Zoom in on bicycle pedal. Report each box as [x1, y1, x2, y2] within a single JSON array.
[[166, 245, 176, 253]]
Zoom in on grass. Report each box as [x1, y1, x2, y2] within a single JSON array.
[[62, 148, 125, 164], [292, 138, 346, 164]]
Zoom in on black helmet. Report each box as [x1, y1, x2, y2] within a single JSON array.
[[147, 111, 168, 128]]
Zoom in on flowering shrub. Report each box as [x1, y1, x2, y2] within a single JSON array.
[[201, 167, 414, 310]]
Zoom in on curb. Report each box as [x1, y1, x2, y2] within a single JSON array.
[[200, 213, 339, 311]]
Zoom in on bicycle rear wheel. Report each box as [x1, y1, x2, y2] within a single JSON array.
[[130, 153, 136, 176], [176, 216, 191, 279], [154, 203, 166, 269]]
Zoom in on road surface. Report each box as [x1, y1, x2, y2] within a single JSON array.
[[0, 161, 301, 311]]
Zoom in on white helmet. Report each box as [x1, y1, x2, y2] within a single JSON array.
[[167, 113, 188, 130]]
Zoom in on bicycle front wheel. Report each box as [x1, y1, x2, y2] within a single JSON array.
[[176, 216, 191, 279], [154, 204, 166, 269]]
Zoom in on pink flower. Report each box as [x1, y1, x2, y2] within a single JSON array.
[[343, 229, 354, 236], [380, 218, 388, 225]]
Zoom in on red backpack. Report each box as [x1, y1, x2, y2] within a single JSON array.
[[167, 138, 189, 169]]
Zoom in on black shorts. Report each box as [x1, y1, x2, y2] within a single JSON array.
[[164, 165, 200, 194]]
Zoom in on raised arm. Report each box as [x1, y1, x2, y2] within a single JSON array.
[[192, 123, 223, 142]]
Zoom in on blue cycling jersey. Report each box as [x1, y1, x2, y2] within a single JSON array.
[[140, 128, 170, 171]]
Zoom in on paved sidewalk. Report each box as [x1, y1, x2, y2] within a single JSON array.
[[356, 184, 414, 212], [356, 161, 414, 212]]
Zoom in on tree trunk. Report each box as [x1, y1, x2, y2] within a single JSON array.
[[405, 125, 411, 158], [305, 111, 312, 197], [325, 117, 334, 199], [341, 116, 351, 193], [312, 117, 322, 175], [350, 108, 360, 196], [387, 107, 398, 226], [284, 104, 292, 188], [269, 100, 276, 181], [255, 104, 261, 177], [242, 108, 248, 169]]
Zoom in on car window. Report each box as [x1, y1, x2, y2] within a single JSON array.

◆ ◆ ◆

WORK REQUIRED:
Repeat all the material exactly as it stands.

ANSWER FOR THIS EXERCISE:
Zoom in on bicycle pedal. Report each box as [x1, y1, x2, y2] within a single JSON array.
[[166, 245, 176, 253]]
Zoom in on grass. Report each box as [x1, y1, x2, y2] within a single JSON array.
[[62, 148, 125, 164], [292, 138, 346, 164]]
Zoom in on black helmet. Report each box as [x1, y1, x2, y2] within a single JSON array.
[[147, 111, 168, 128]]
Zoom in on flowering shrub. Report each box as [x1, y1, x2, y2] within a single JSON array.
[[201, 167, 414, 310]]
Zoom in on curb. Report each box as [x1, y1, x2, y2] within a single JSON array.
[[200, 213, 339, 311]]
Zoom in on bicycle rear wheel. Report each box as [x1, y1, x2, y2] within a single JSON array.
[[130, 153, 136, 176], [176, 216, 191, 279], [154, 203, 166, 269]]
Zoom in on road surface. Report each box as [x1, y1, x2, y2] within a single JSON array.
[[0, 161, 301, 311]]
Zoom in on white helmet. Report each box as [x1, y1, x2, y2] within a single JSON array.
[[167, 113, 188, 130]]
Zoom in on bicycle front wheel. Report each box as [x1, y1, x2, y2] within a single JSON array.
[[176, 216, 191, 279], [154, 204, 166, 269]]
Zoom in on pink flower. Report each box as [x1, y1, x2, y2] within a single JSON array.
[[343, 229, 354, 236], [380, 218, 388, 225]]
Zoom in on red backpack. Report each box as [x1, y1, x2, y2] within a single JSON array.
[[167, 138, 189, 169]]
Zoom in on black shorts. Report each box as [x1, y1, x2, y2] within a single JSON array.
[[164, 165, 200, 194]]
Zoom in on raised arm. Report each box as [x1, y1, x2, y2] within a single JSON array.
[[192, 123, 223, 142]]
Zoom in on blue cycling jersey. Report each box as [x1, y1, x2, y2] within a single JSON array.
[[140, 128, 170, 171]]
Zoom in on paved sidewalk. Report each box as [x1, y1, x2, y2] within a single JSON array.
[[356, 184, 414, 212], [356, 161, 414, 212]]
Zoom in on tree trunk. Report each box as [x1, y1, x2, y2] within a single JSON array.
[[405, 125, 411, 158], [305, 111, 312, 197], [325, 117, 334, 199], [341, 116, 351, 193], [312, 117, 322, 175], [350, 108, 360, 196], [387, 107, 398, 226], [284, 104, 292, 188], [269, 100, 276, 181], [255, 104, 261, 177], [242, 108, 248, 169]]
Zoom in on car window. Report each box as [x1, y1, x2, y2] within a single JSON array.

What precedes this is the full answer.